Rows from a box labeling dataset

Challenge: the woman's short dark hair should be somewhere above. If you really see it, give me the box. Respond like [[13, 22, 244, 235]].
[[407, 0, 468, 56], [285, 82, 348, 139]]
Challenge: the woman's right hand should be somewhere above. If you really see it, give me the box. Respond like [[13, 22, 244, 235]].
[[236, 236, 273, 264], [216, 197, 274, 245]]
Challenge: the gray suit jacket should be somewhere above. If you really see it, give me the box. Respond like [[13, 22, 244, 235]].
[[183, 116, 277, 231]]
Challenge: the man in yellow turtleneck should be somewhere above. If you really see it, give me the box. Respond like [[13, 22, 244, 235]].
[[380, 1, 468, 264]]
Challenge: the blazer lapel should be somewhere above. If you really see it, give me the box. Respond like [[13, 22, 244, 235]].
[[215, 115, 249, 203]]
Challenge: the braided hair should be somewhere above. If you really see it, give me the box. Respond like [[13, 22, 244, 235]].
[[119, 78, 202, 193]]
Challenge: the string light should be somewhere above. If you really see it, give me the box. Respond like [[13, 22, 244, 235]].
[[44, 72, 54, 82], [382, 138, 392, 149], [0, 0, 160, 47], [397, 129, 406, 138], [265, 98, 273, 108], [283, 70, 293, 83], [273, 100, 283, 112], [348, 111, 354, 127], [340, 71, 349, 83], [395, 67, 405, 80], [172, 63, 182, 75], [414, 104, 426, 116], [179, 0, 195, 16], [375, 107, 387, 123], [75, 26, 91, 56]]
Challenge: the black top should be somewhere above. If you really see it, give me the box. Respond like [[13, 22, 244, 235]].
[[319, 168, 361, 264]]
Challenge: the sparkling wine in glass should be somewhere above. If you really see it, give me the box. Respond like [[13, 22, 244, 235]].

* [Aim] Reproduce every one of the records above, substituting "Answer in the format" for each occurrence of "Respond like" and keeping all other text unchanged.

* [Correct output]
Challenge: the woman's short dark hair should be somewhere above. If you really see it, give me the box. Answer in the format [[13, 22, 244, 235]].
[[407, 0, 468, 56], [285, 82, 348, 139]]
Challenge: the woman's right hand should be somewhere above. If you really see it, give me the box. Answer in the format [[13, 22, 244, 235]].
[[236, 236, 273, 264], [216, 197, 274, 245]]
Challenge: the gray suit jacket should be somewhere above. If you really see it, give me the box. Answer in the format [[13, 22, 244, 235]].
[[183, 116, 277, 231]]
Challenge: the man in yellow turtleneck should be somewhere above. If you really see it, give me the box. Answer in the format [[13, 22, 244, 235]].
[[380, 1, 468, 264]]
Challenge: the blazer lapel should be somewhere above. If you really see it, give me the box. Answer in the format [[13, 22, 244, 235]].
[[215, 115, 249, 203]]
Challenge: the braided hair should be somewhere above. If you really see it, give me the box. Answer in the format [[13, 22, 244, 235]].
[[119, 78, 202, 193]]
Challenge: the string light should be somewhere above. If you really see it, give me the box. Answer in the format [[13, 22, 244, 235]].
[[44, 72, 54, 82], [382, 138, 392, 149], [0, 0, 160, 47], [397, 129, 406, 138], [265, 98, 273, 108], [283, 70, 293, 83], [273, 100, 283, 112], [348, 111, 354, 127], [340, 71, 349, 83], [395, 67, 405, 80], [172, 63, 182, 75], [414, 104, 426, 116], [179, 0, 195, 16], [375, 107, 387, 123], [75, 26, 91, 56]]
Challenge: the black top should be somewhere above. If you really see it, give me the box. Answer in the format [[13, 22, 244, 235]].
[[319, 168, 361, 264]]
Challenge: the sparkling wine in glass should be somewhere above. If you really see it, give me the box. Answer in the format [[13, 22, 244, 235]].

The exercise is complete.